Required tasks >>
1. Reproduce the passage on math libraries for Windows below word for word, starting with "For distributed computing" and going on through "the following section.".
2. Carry on the passage about math libraries for Windows HPC Server 2008 from the point where it ends.

Passage provided >>
--- begin ---

Reducing the scope as such, we are left with a much smaller list of broad math libraries. The GNU Scientific Library (GSL) is one example. The list of areas covered by GSL is extensive and well beyond basic linear algebra. Topics like root finding, numerical optimization, statistical analysis, differential equations, and curve fitting are covered but are just a short sample. GSL is an open source library available under the GNU General Public License (GPL). Limitations of the GPL aside, GLS is challenging to use on a Windows system. Compiled binaries are available as part of the Cygwin environment for Windows which mimics a Linux-like environment. While it might seem appealing to migrate HPC applications to Windows via the Cygwin environment, it is unfortunately challenging to integrate Cygwin with the standard Windows development environment. Specifically, mixing Windows development tools with Cygwin libraries is difficult at best. As such, unless all development tools and resources for a project exist for the Cygwin environment, GSL is not usually a viable option for the Windows HPC Server 2008 environment. Finally, GSL functions are not MPI-enabled and so distributed calculations across a cluster environment would require significant development effort.

The remaining broad math libraries available for Windows are commercial libraries with a long history of supporting the Microsoft environment. Both the Numerical Algorithm Group (NAG) Library and Visual Numerics’ IMSL Numerical Library are available in C and Fortran versions for Microsoft Windows 64-bit systems. Both of these libraries support the Intel Visual Fortran compiler, Intel C++ compiler and the Microsoft® Visual C++® compiler. As with GSL, the coverage is very wide and goes well beyond linear algebra. Further, all versions of these products will link in vendor-supplied BLAS like MKL or ACML for the best performance for linear algebra functions (either directly utilized through the higher level interface or internally as BLAS). The NAG and IMSL Numerical Libraries are commercial products with solid documentation and available technical support. Both have been on the market since the early 1970s and have continued to evolve over the decades.

For distributed computing environments NAG requires two Fortran libraries, the NAG SMP Library (for shared memory systems) and the NAG Parallel Library. As of this writing, neither of these libraries is available for the Windows operating system. The IMSL Fortran Library is a single product that contains some SMP-enabled functions and MPI-enabled routines. The MPI functions were expanded in version 6.0 to include a wide variety of ScaLAPACK functions along with utility functions that make distributed computing much more accessible for developers who are not MPI experts. This version of the IMSL Fortran Library is available for 64-bit Windows systems and will be the focus of an example in the following section.

.NET Math Libraries

With a focus on HPC, much of the discussion has been around libraries implemented in Fortran, and to a lesser extent C or C++. Since the focus of this paper is on Windows HPC Server 2008, .NET languages may also play a significant role for many developers. These libraries are almost all written in C#. Some are pure C# like the open source project while others include native code for higher performance like the NMath product from CenterSpace Software. NMath started out as a C# wrapper for the Intel MKL library, but has expanded into statistical functions and other areas. The Extreme Optimization Numerical Libraries for .NET focus on an object oriented interface and covers a similarly wide variety of functionality. The IMSL C# Numerical Library comes in two formats as of version 5.0. One version is written in pure C# for developers who require purely managed code implementations and a second integrates MKL for low-level BLAS functions to boost performance for developers whose projects do not require pure managed code, but still want a .NET interface. The IMSL C# Numerical Library also includes charting classes with a programmatic interface to allow an easy path to visualization of results using a single tool.

--- end ---

Entries >>
--- begin ---

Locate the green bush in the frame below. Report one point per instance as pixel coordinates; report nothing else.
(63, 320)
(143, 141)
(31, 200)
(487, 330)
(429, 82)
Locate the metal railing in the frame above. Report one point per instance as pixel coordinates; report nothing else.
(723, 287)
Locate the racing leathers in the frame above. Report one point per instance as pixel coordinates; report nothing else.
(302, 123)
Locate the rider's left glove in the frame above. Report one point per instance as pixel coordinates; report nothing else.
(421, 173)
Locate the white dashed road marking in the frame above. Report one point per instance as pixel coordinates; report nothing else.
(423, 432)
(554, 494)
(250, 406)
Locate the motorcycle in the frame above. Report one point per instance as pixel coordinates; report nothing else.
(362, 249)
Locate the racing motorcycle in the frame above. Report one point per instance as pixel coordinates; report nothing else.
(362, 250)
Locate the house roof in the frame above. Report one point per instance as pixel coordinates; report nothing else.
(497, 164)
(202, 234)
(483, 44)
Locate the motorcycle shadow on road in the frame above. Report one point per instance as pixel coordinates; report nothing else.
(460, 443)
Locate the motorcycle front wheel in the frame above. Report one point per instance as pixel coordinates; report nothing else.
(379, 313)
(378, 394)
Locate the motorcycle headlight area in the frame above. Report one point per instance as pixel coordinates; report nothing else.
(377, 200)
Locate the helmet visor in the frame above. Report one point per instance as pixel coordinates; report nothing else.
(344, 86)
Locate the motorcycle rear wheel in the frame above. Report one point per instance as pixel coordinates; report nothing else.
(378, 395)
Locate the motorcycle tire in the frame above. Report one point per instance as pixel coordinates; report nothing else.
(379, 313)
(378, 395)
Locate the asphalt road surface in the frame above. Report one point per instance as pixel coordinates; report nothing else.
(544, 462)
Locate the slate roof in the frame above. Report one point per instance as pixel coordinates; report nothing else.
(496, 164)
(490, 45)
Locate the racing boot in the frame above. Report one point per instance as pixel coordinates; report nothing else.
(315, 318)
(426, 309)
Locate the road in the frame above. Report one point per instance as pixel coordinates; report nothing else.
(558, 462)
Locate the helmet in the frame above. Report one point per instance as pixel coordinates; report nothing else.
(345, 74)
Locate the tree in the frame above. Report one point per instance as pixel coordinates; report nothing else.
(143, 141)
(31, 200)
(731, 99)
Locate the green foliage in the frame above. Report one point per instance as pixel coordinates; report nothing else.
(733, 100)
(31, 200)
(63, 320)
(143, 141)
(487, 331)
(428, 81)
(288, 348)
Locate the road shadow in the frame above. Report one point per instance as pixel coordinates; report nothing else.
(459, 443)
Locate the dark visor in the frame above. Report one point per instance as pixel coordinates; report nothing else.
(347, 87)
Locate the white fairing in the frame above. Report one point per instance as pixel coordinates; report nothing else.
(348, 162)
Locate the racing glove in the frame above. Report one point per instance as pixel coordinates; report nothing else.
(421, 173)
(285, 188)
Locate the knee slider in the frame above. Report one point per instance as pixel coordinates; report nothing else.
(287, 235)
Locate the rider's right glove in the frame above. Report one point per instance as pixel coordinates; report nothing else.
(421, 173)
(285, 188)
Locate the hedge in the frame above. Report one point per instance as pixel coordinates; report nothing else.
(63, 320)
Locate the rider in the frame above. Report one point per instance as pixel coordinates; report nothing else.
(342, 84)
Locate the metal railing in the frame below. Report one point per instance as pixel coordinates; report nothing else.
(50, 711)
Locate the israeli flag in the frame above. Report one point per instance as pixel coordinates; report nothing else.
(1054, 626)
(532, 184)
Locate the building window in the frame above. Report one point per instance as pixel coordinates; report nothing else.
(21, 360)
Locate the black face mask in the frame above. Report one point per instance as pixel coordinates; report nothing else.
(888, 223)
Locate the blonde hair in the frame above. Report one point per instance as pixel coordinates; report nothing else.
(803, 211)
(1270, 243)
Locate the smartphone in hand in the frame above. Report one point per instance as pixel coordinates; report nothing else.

--- end ---

Results for each task >>
1.
For distributed computing environments NAG requires two Fortran libraries, the NAG SMP Library (for shared memory systems) and the NAG Parallel Library. As of this writing, neither of these libraries is available for the Windows operating system. The IMSL Fortran Library is a single product that contains some SMP-enabled functions and MPI-enabled routines. The MPI functions were expanded in version 6.0 to include a wide variety of ScaLAPACK functions along with utility functions that make distributed computing much more accessible for developers who are not MPI experts. This version of the IMSL Fortran Library is available for 64-bit Windows systems and will be the focus of an example in the following section.

2.
For programming numerical applications, F# is becoming a very popular option (see ). This general purpose language includes many features that make complex programming tasks easier as a combination of procedural, object oriented and functional programming language elements. With full integration into the .NET Framework, solid performance, and an interactive scripting environment, there are many advantages to this novel platform. Not only does F# have access to the full .NET class library and is now integrated into Visual Studio® 2008, but third party libraries like those mentioned above are also fully supported. A quick example of calling the IMSL C# Library from the F# Interactive Console is shown in Figure 1.

MSR F# Interactive, (c) Microsoft Corporation, All Rights Reserved

F# Version 1.9.4.17, compiling for .NET Framework Version v2.0.50727

>#r “c:\\program files\\vni\\imsl\\imslcs500\\bin\\imslcs.dll”;;

--> Referenced ‘c:\program files\vni\imsl\imslcs500\bin\imslcs.dll’

> open Imsl.Math;;

> let g = Sfun.Gamma(0.5);;

val g : float

Binding session to ‘c:\program files\vni\imsl\imslcs500\bin\imslcs.dll’...

> g;;

val it : float = 1.772453851

>

Figure 1. A sample interactive F# session calling a .NET library.

Java Math Libraries

Java is another platform option along the lines of the .NET Framework. Java is more focused on cross-platform application development, while .NET is more focused on effective development within the Windows environment. Java applications and tools will generally work well in heterogeneous Windows and Unix/Linux environments, for example. Calling C or C++ libraries from Java is an option for some developers, but when cross-platform solutions are required a pure Java library becomes a requirement. Java has a very large open source community and some numerical libraries are available in this form. The Java Matrix Package (JAMA) covers the basics of linear algebra, while the Colt Project expands on the theme to cover a broader range of algorithms for scientific and technical computing in Java. The project seeing the most active development with a very ambitious set of future goals is Commons-Math under the Apache Commons hierarchy of open source projects. The commercial offerings of Java numerical libraries are not as wide as the other platforms. While there are some industry-specific commercial tools (especially for financial services and biotech), the only broad commercial math library for Java is the Visual Numerics JMSL Numerical Library.

SMP Parallelization

With multi-core and many-core hardware becoming commonplace, shared memory parallelization is becoming more popular. The most common interface for SMP parallelization in the mathematical and scientific programming communities is OpenMP. By adding OpenMP directives into applications, supported compilers will take care of a lot of the details of parallelizing the code. Many mathematical algorithms involve repeated looping over data and very good performance gains can be realized by parallelizing large outer loops in these algorithms. Since Visual Studio 2005, the Microsoft Visual C++ compiler has supported OpenMP.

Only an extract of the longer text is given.